— Written instruction —
Look for "# test: identify one keypoint per instance of the blurred" in the listing below, then copy exactly the line it appears in and all lines after it to the end, and nothing more.
╭─ Excerpted records
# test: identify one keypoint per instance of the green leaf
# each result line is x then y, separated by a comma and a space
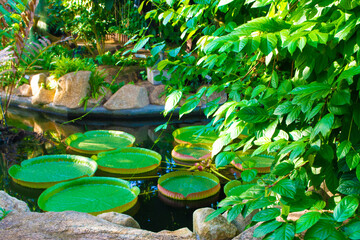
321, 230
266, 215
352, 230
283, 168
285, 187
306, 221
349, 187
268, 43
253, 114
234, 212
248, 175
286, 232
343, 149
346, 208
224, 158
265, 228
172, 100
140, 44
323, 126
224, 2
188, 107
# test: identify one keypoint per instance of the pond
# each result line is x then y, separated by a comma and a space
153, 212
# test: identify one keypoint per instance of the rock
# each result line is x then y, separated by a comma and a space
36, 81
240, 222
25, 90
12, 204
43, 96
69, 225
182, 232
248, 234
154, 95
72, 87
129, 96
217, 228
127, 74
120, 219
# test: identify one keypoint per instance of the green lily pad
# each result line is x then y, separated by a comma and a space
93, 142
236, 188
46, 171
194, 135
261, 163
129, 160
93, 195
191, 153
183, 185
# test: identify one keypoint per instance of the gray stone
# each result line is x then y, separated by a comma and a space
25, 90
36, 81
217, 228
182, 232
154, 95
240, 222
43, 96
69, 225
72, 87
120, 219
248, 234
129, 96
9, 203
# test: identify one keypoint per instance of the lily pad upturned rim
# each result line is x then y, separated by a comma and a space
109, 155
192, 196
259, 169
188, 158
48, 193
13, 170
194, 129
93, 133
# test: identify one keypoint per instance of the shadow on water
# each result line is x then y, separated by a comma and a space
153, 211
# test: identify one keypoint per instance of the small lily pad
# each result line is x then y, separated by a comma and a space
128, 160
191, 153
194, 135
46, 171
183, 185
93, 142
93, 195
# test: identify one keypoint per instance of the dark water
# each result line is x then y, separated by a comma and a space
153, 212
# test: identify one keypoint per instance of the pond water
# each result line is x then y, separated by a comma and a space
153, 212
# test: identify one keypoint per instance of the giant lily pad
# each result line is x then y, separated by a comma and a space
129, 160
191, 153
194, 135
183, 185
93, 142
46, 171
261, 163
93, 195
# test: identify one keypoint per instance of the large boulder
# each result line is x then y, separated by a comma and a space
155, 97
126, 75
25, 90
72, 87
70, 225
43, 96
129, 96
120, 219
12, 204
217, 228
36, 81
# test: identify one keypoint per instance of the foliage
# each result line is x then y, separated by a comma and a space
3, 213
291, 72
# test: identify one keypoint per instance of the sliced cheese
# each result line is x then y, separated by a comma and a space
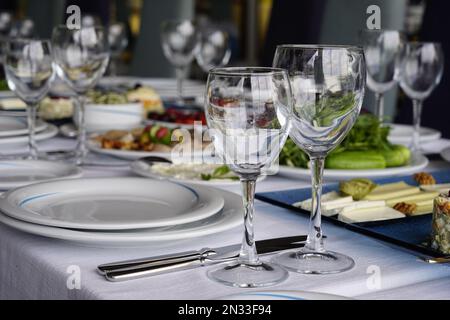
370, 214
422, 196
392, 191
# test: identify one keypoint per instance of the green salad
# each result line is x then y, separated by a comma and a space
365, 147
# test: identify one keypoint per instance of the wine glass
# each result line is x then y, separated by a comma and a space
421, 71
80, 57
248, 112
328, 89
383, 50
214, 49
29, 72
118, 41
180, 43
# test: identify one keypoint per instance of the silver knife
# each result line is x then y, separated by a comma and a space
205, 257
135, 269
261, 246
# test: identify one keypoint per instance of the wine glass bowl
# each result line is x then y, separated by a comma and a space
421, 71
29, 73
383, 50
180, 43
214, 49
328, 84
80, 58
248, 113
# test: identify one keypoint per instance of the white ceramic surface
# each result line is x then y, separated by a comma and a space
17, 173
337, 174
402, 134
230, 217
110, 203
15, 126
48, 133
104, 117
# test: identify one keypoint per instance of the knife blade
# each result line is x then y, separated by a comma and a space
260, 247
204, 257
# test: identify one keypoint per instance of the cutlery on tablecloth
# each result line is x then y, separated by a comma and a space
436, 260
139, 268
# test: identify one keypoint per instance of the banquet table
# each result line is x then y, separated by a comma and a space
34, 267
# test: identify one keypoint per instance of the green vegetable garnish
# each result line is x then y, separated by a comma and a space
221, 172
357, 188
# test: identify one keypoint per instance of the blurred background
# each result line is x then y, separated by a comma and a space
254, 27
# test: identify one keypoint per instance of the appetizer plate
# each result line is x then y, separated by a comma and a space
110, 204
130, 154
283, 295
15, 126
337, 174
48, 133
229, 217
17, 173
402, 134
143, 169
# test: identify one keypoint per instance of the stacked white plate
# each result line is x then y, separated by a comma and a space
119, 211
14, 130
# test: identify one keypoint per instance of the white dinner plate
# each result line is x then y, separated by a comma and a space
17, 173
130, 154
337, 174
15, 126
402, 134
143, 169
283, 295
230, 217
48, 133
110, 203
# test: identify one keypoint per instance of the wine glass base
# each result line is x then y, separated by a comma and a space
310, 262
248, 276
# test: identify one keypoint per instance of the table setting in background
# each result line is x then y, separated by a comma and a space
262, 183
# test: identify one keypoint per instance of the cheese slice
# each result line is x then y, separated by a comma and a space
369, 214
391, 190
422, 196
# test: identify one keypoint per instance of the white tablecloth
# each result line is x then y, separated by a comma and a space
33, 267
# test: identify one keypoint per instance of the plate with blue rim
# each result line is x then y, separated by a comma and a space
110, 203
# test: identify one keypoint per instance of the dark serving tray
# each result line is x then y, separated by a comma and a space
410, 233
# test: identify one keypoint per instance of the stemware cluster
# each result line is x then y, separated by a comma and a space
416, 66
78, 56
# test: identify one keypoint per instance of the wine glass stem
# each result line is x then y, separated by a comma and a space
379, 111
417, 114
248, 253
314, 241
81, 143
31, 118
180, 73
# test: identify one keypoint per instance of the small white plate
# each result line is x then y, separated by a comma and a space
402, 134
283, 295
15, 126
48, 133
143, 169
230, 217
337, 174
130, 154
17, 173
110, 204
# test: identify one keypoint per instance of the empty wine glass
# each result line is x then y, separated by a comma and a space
╰─
— Problem solution —
# test: identify one keypoint per instance of the blurred background
# each result line is x then y, separated by a comma and a space
254, 27
# test: identify one keypoint per instance of the appetizer plate
# each result line is x then y, separated by a comma and a space
110, 204
130, 154
283, 295
15, 126
337, 174
48, 133
229, 217
17, 173
402, 134
143, 169
# test: identify one keypoint per instance of the stacked white plate
# each result line is x then y, separated by a comma and a space
119, 211
14, 130
# test: identify one keypoint per instance of the white dinner plate
# each result line is x then y, separated by a comma and a space
17, 173
130, 154
337, 174
15, 126
402, 134
143, 169
283, 295
230, 217
48, 133
110, 203
# test: identify one keypoint per instance of the wine glass base
# each result line is x then y, separated by a comma and a space
310, 262
248, 276
# test: identify one keypoint per instance of the table setting in background
# each result line is x then y, separated by a comma and a space
262, 183
# test: identify one keypoint per instance of the cheese slice
# each result line is x then y, separated by a comma and a space
369, 214
391, 190
422, 196
# test: identify one keypoint per instance of the white tablecloth
# each result line is x then y, separated by a comma and a space
33, 267
# test: identify one keypoint per instance of the plate with blue rim
# each result line is x then y, separated by a comma and a space
110, 203
# test: identify one keypoint per instance of the dark serving tray
# each result line is x then y, separated by a comma and a space
410, 233
# test: identify one keypoint per instance of the stemware cluster
# each result line is x then y, separated by a comma and a space
416, 66
78, 56
# test: identify one keypoint per instance of the wine glass stem
# each result line is x then y, separated by a comma and a space
379, 111
417, 114
248, 253
314, 241
81, 143
31, 118
180, 73
# test: identify one keypoint per instance of the small white plate
# each result line is x then y, separated by a comma and a space
402, 134
283, 295
15, 126
48, 133
143, 169
230, 217
337, 174
130, 154
17, 173
110, 204
# test: identify one keypoint per instance of the empty wine glass
# each result line is x then y, separated by a comma and a space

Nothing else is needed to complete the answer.